** Start of RECORDS PROVIDED **

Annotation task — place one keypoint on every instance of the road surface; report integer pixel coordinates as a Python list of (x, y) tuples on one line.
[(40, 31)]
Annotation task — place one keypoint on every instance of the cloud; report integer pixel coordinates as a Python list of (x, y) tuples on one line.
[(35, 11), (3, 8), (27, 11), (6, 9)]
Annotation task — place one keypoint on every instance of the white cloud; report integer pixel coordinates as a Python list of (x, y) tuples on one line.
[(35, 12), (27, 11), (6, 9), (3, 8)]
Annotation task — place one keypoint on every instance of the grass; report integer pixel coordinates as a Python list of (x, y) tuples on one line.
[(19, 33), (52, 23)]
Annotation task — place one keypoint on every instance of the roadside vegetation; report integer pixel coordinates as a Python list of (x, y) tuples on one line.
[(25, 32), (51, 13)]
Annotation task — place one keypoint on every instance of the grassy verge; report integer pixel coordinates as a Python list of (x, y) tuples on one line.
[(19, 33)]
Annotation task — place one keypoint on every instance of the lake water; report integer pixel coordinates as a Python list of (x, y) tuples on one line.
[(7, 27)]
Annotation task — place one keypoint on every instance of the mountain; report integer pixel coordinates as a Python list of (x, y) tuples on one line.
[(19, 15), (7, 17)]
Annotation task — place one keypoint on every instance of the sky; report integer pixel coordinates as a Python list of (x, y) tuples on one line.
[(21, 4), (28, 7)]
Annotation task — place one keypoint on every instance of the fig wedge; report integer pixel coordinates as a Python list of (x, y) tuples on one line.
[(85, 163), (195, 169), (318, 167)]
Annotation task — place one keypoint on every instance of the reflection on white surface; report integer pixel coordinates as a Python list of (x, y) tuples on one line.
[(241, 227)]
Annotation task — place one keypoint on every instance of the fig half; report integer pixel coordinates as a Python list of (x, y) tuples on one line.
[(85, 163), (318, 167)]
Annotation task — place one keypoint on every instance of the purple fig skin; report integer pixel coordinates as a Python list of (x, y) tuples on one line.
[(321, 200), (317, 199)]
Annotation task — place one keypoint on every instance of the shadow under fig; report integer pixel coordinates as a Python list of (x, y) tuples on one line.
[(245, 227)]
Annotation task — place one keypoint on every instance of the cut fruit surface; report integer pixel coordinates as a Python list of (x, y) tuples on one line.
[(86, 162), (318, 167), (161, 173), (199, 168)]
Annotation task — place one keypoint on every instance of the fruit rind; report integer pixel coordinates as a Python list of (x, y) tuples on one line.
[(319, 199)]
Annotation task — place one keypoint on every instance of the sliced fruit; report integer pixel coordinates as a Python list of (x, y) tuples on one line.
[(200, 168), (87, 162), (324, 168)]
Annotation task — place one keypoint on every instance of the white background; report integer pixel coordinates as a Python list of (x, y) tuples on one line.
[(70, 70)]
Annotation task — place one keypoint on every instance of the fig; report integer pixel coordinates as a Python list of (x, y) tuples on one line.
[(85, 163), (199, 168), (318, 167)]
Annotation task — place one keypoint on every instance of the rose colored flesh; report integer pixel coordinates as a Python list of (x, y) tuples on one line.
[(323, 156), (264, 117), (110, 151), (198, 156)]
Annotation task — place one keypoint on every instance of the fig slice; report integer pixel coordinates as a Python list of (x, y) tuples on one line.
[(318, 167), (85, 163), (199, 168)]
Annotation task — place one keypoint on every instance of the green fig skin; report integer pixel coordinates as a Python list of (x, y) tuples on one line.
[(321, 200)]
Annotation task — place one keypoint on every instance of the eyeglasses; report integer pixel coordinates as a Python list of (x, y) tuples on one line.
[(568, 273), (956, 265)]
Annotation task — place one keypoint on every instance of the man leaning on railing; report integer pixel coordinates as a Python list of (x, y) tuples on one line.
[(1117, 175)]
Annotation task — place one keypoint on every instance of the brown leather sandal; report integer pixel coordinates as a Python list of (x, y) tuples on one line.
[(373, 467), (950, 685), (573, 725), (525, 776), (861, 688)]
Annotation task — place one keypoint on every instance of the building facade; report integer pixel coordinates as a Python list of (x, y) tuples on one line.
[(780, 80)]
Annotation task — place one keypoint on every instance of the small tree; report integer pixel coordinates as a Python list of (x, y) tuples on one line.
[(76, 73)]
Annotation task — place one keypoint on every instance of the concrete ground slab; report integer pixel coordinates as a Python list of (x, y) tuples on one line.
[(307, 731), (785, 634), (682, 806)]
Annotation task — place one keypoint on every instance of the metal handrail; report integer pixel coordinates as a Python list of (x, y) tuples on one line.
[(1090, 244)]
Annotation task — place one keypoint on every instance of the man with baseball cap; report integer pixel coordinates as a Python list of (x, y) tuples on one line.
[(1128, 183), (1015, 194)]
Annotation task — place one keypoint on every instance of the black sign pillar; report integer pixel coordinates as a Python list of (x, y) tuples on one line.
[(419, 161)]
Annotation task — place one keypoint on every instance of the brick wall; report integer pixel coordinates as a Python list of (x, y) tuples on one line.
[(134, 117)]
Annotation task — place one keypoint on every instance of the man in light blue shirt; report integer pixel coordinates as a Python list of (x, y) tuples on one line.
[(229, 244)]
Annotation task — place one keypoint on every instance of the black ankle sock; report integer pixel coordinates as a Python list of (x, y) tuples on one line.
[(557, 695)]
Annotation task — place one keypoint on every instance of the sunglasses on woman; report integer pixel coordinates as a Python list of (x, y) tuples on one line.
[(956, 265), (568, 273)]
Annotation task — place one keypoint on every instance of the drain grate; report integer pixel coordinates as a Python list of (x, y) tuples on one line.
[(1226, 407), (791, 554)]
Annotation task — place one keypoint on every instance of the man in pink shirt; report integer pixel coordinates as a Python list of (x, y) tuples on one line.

** End of RECORDS PROVIDED **

Update the listing above so that "keypoint" becomes "marker" wherever it occurs, and leave everything else unchanged.

Annotation task — place one marker on every instance of the road surface; report integer pixel coordinates as a Python list of (x, y) tuples on one line.
[(40, 31)]
Annotation task — place one marker on every instance of the cloud; report integer pixel coordinates as a Python list of (x, y) tuples on one line.
[(35, 11), (3, 8), (27, 11), (6, 9)]
Annotation task — place one marker on every instance of the white cloud; report integer pixel coordinates as a Python list of (x, y) tuples on one line.
[(35, 12), (27, 11), (6, 9), (3, 8)]
Annotation task — place one marker on every instance of the grass; report integer pixel coordinates as a Python list of (x, y) tuples on one line.
[(19, 33), (52, 23)]
Annotation task — place one marker on every instance of the roadside vegetation; report integer pixel coordinates as a Python list of (x, y) tuples on one line.
[(25, 32), (51, 13)]
Annotation task — place one marker on every instance of the grassy verge; report integer pixel coordinates as a Python list of (x, y) tuples on one line.
[(19, 33)]
Annotation task — place one marker on every instance of the lake water; report integer pixel coordinates as a Python list of (x, y) tuples on one line.
[(7, 27)]
Annotation task — place one marker on every instance of the mountain; report integer pixel coordinates as a Python list of (x, y) tuples on one line.
[(19, 15), (7, 17)]
Annotation task — place one marker on every instance of the sky; report integer pixel coordinates as a Python list of (x, y) tuples on one line.
[(21, 4), (28, 7)]
Annotation task — place one marker on every instance of the fig wedge; report integer pixel coordinates as a Python list of (x, y) tuples on one line.
[(85, 163), (195, 169), (318, 167)]
Annotation task — place one marker on every instance of the reflection on white surface; report integer pixel coordinates as a Python list of (x, y) tuples on one line.
[(241, 227)]
Annotation task — place one marker on every instance of the fig half; report integer pixel coordinates as a Python list of (x, y) tuples on one line.
[(85, 163), (318, 167)]
Annotation task — place one marker on every instance of the purple fig skin; report integer pixel coordinates as a Python list of (x, y) tuples on one line.
[(321, 200), (317, 199)]
Annotation task — place one marker on every instance of the shadow under fig; report integer pixel coordinates as a Python list of (x, y) tuples on one line.
[(245, 227)]
Annotation task — place one marker on every instance of the cut fruit surface; report integer pixel coordinates as a Python list of (x, y) tuples on one line.
[(86, 162), (318, 167), (161, 173), (199, 168)]
Annotation task — place one marker on every instance of the fruit rind; report integer pixel coordinates as a Python list of (x, y) tuples on one line.
[(319, 199)]
Annotation task — place one marker on every instance of the sliced fruit; report integer pixel coordinates as a Python list of (x, y) tuples on one line.
[(200, 168), (87, 162), (324, 168)]
Annotation task — place one marker on every instance of the white background; report integer pixel coordinates as a Python list of (x, y) tuples on one line.
[(70, 70)]
Annotation task — place one marker on every instance of the fig; report integer pixel coordinates as a Python list of (x, y) tuples on one line.
[(85, 163), (199, 168), (318, 167)]
Annotation task — place one marker on every instance of the rose colored flesh; report integer pixel coordinates as a Python list of (x, y) tuples on one line.
[(323, 156), (264, 117), (110, 151), (198, 156)]
Annotation task — place one marker on every instance of the fig slice; report integer pixel coordinates as a Python list of (x, y) tuples on one line.
[(318, 167), (85, 163), (199, 168)]
Annotation task — place one marker on every instance of the green fig skin; report integer pixel coordinates as a Python list of (x, y) tuples on one line.
[(321, 200)]
Annotation task — place one marker on every instance of the eyeglasses; report integer pixel coordinates as a Python list of (x, y) tuples on one line.
[(568, 273), (956, 265)]
Annotation task — place one marker on every instance of the man leaning on railing; report integer pixel coordinates as a Python list of (x, y) tuples on one line.
[(1117, 175)]
Annotation task — place one marker on every instance of the brown leather sandal; report integer pixel coordinates as a Python list of (x, y) tuples on one line.
[(373, 467), (950, 685), (573, 725), (525, 776), (861, 688)]
Annotation task — place one marker on every instance of the building facade; report integer pixel coordinates as a Python list of (x, y) tuples on one line.
[(780, 80)]
Annotation task — place one marker on every instance of the small tree; report integer pixel coordinates as a Python list of (x, y) tuples on one line.
[(76, 73)]
Annotation task — place one marker on every instance of the concrete ground slab; report integer pixel coordinates as a Python list of (x, y) tuples on one line.
[(307, 731), (785, 634), (682, 806)]
Annotation task — place one marker on every instance of the metal handrail; report integer pixel coordinates as a Python list of (x, y) tuples on one line.
[(1090, 244)]
Annotation task — place one marker on every instance of the man with baseball cap; report integer pixel coordinates as a Python list of (x, y) tuples on one line.
[(1128, 183), (1015, 194)]
Annotation task — place one marker on every instance of the black sign pillar; report integer pixel coordinates as a Python list of (x, y) tuples on one line.
[(419, 161)]
Annotation task — place one marker on every instance of the brick wall; report integer pixel coordinates as a Python list of (x, y) tuples on one line.
[(134, 117)]
Annotation task — place one marker on every instance of the man in light blue shirt; report integer pixel coordinates as a Python list of (x, y) tuples on one line.
[(229, 244)]
Annotation task — place one marker on every instance of the black ankle sock; report integer pixel coordinates as a Python list of (x, y) tuples on one line.
[(557, 695)]
Annotation task — place one marker on every instance of the sunglasses on woman; report integer pixel coordinates as a Python list of (x, y) tuples on one line.
[(956, 265), (568, 273)]
Annotation task — place one marker on every instance of the drain grate; report integer pixel coordinates as a Python list of (x, y) tuples on one line.
[(1226, 407), (791, 554)]
Annotation task — place one marker on every instance of the man in pink shirt; report integer pixel coordinates as a Python list of (x, y) tuples on one line.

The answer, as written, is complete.